Written request: Every entry below should be printed exactly, without its images.

Region annotation entries:
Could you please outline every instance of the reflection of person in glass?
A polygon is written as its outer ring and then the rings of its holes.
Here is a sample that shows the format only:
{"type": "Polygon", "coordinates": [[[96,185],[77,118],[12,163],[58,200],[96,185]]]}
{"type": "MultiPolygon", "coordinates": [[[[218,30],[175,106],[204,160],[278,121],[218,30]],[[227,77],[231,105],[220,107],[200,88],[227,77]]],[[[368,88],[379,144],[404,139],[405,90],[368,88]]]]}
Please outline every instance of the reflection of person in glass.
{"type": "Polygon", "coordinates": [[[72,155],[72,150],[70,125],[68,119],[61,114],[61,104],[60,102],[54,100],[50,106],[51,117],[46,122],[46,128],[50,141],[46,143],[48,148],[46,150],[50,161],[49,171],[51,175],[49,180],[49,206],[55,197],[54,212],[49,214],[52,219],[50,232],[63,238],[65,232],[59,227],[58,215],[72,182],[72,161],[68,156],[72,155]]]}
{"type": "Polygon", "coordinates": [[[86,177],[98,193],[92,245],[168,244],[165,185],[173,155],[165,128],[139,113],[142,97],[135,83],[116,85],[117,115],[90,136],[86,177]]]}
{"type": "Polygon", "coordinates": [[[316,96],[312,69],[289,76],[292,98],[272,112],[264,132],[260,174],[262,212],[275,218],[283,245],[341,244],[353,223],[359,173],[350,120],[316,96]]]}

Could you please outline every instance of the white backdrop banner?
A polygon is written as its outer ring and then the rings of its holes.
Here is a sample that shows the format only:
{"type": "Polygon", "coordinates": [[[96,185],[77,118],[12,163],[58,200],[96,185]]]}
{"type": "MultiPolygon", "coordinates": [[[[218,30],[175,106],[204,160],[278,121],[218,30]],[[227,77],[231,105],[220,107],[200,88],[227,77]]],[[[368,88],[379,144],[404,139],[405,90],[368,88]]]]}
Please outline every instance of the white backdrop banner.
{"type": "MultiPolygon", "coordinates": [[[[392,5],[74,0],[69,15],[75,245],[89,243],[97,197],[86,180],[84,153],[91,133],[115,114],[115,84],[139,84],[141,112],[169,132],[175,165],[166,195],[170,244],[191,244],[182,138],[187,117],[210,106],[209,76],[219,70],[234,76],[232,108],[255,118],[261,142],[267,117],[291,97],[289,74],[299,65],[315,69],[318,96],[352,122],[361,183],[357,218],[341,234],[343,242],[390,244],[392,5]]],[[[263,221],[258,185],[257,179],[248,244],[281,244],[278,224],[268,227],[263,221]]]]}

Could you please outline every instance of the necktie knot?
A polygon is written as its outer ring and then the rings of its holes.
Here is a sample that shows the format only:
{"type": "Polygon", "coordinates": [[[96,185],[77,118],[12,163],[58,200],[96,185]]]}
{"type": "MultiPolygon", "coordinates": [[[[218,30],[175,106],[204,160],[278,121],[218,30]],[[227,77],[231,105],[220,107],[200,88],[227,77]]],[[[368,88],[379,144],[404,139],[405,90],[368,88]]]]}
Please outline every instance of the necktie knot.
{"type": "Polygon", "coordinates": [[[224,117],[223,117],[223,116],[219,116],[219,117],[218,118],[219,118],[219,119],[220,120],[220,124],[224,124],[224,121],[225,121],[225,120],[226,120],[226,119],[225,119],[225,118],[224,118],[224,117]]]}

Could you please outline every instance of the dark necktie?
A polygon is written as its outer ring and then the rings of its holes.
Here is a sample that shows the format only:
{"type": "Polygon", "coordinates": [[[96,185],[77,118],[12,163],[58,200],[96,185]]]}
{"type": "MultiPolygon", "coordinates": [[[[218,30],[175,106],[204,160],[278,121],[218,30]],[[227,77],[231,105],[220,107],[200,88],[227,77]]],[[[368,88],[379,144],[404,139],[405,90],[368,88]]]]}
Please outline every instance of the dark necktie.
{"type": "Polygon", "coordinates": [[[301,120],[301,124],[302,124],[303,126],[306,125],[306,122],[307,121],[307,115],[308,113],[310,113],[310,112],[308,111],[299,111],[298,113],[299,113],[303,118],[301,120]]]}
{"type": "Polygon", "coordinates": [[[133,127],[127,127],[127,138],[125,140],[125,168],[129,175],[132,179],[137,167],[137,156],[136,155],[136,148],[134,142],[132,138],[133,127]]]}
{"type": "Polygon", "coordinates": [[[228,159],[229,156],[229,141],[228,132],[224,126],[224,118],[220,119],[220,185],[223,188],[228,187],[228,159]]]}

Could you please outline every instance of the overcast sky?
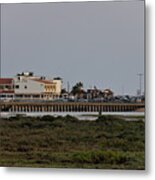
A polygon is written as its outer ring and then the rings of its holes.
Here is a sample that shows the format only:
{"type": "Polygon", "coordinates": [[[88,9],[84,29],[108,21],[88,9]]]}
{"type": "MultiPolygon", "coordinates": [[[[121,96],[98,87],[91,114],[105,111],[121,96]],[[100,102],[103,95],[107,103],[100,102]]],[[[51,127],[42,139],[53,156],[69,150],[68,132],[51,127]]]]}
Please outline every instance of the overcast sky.
{"type": "Polygon", "coordinates": [[[1,76],[60,76],[64,87],[136,94],[144,73],[144,1],[3,4],[1,76]]]}

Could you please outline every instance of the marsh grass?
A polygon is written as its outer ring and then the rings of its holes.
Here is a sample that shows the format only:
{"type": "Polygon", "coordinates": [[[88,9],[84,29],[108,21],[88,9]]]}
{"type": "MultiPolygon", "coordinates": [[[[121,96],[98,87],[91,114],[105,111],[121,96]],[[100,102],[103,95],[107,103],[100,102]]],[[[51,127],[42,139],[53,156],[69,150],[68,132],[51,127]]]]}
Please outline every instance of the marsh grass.
{"type": "Polygon", "coordinates": [[[145,168],[145,123],[120,116],[0,119],[0,165],[58,168],[145,168]]]}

Response to this exercise:
Could you please outline every instance of the reflection of person in glass?
A polygon is written as its outer ring and then the rings of its holes.
Here is a sample that shows the format only:
{"type": "Polygon", "coordinates": [[[96,185],[77,118],[12,163],[58,200],[96,185]]]}
{"type": "MultiPolygon", "coordinates": [[[[218,30],[175,106],[204,160],[278,121],[218,30]],[[227,77],[231,105],[220,107],[200,88],[227,77]]],[[[368,88],[379,144],[404,139],[405,90],[368,88]]]]}
Please outline every instance of the reflection of person in glass.
{"type": "Polygon", "coordinates": [[[72,155],[72,150],[70,125],[68,119],[61,114],[61,104],[60,102],[54,100],[50,106],[51,117],[46,122],[46,128],[50,141],[46,143],[48,148],[46,150],[50,161],[49,171],[51,175],[49,180],[49,206],[55,197],[54,212],[49,214],[52,219],[50,232],[63,238],[65,232],[59,227],[58,215],[72,182],[72,161],[68,156],[72,155]]]}
{"type": "Polygon", "coordinates": [[[86,177],[98,193],[92,245],[168,244],[165,185],[173,155],[165,128],[139,113],[142,97],[135,83],[116,85],[117,115],[90,136],[86,177]]]}
{"type": "Polygon", "coordinates": [[[316,96],[312,69],[289,76],[292,98],[272,112],[264,132],[260,174],[262,212],[275,218],[283,245],[341,244],[353,223],[359,173],[350,120],[316,96]]]}

Could you please outline every instance of the white backdrop banner?
A polygon is written as its outer ring and then the rings of its holes.
Here is a sample that shows the format only:
{"type": "Polygon", "coordinates": [[[96,185],[77,118],[12,163],[58,200],[96,185]]]}
{"type": "MultiPolygon", "coordinates": [[[[218,30],[175,106],[204,160],[278,121],[218,30]],[[227,77],[231,105],[220,107],[200,88],[227,77]]],[[[368,88],[379,144],[404,139],[405,90],[368,88]]]]}
Please outline every instance of the white backdrop banner.
{"type": "MultiPolygon", "coordinates": [[[[392,5],[74,0],[69,15],[75,245],[89,243],[97,197],[86,180],[84,153],[91,133],[115,114],[115,84],[139,84],[141,112],[169,132],[175,165],[166,195],[170,244],[191,244],[182,138],[187,117],[210,106],[209,76],[219,70],[234,76],[232,108],[255,118],[261,142],[267,117],[291,97],[289,74],[299,65],[315,69],[318,96],[352,122],[361,183],[357,218],[341,234],[343,242],[390,244],[392,5]]],[[[263,221],[258,185],[257,179],[248,244],[281,244],[278,224],[268,227],[263,221]]]]}

Could you please outline every instance of the necktie knot?
A polygon is written as its outer ring and then the rings of its holes.
Here is a sample that shows the format only:
{"type": "Polygon", "coordinates": [[[96,185],[77,118],[12,163],[58,200],[96,185]]]}
{"type": "MultiPolygon", "coordinates": [[[[218,30],[175,106],[204,160],[278,121],[218,30]],[[227,77],[231,105],[220,107],[200,88],[227,77]]],[[[368,88],[379,144],[404,139],[405,90],[368,88]]]]}
Please outline every instance of the necktie knot.
{"type": "Polygon", "coordinates": [[[224,117],[223,117],[223,116],[219,116],[219,117],[218,118],[219,118],[219,119],[220,120],[220,124],[224,124],[224,121],[225,121],[225,120],[226,120],[226,119],[225,119],[225,118],[224,118],[224,117]]]}

Could you please outline every instance of the dark necktie?
A polygon is written as its outer ring and then the rings of its holes.
Here is a sample that shows the format only:
{"type": "Polygon", "coordinates": [[[96,185],[77,118],[12,163],[58,200],[96,185]]]}
{"type": "MultiPolygon", "coordinates": [[[[218,30],[175,106],[204,160],[278,121],[218,30]],[[227,77],[231,105],[220,107],[200,88],[227,77]]],[[[368,88],[379,144],[404,139],[405,90],[368,88]]]]}
Please outline every instance of the dark necktie.
{"type": "Polygon", "coordinates": [[[301,120],[301,124],[302,124],[303,126],[306,125],[306,122],[307,121],[307,115],[308,113],[310,113],[310,112],[308,111],[299,111],[298,113],[299,113],[303,118],[301,120]]]}
{"type": "Polygon", "coordinates": [[[133,127],[127,127],[127,138],[125,140],[125,168],[129,175],[132,179],[137,167],[137,156],[136,155],[136,148],[134,142],[132,138],[133,127]]]}
{"type": "Polygon", "coordinates": [[[228,159],[229,156],[229,141],[228,132],[224,126],[224,118],[220,119],[220,185],[223,188],[228,187],[228,159]]]}

Could you please outline every instance of the overcast sky?
A polygon is written as its outer ring and then the rings of its holes.
Here is a sample that shows the format only:
{"type": "Polygon", "coordinates": [[[88,9],[84,29],[108,21],[88,9]]]}
{"type": "MultiPolygon", "coordinates": [[[[121,96],[98,87],[91,114],[105,111],[121,96]],[[100,102],[103,95],[107,103],[100,102]]],[[[51,127],[42,139],[53,156],[69,150],[68,132],[51,127]]]]}
Please outline every instance of the overcast sky.
{"type": "Polygon", "coordinates": [[[1,76],[60,76],[64,87],[136,94],[144,73],[144,1],[3,4],[1,76]]]}

Could you please outline every instance of the marsh grass?
A polygon is written as its outer ring and then the rings of its holes.
Here is a sample that shows the format only:
{"type": "Polygon", "coordinates": [[[88,9],[84,29],[108,21],[88,9]]]}
{"type": "MultiPolygon", "coordinates": [[[[121,96],[98,87],[91,114],[105,111],[121,96]],[[100,102],[103,95],[107,103],[100,102]]],[[[51,127],[42,139],[53,156],[69,150],[68,132],[51,127]]]]}
Please outline every instance of the marsh grass.
{"type": "Polygon", "coordinates": [[[145,168],[145,123],[120,116],[0,119],[0,165],[58,168],[145,168]]]}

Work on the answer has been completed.